Your instructions:
Each entry must be printed again without a single change.

----

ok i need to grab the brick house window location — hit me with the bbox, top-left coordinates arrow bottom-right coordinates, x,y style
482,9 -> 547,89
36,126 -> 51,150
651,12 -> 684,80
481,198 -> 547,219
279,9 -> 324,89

----

Task answer:
ok i need to grab the brick house window location — hit me with the bbox, top-left coordinates arrow bottom-right coordinates, x,y style
482,9 -> 547,89
36,126 -> 51,150
651,12 -> 684,80
481,198 -> 547,219
279,9 -> 324,89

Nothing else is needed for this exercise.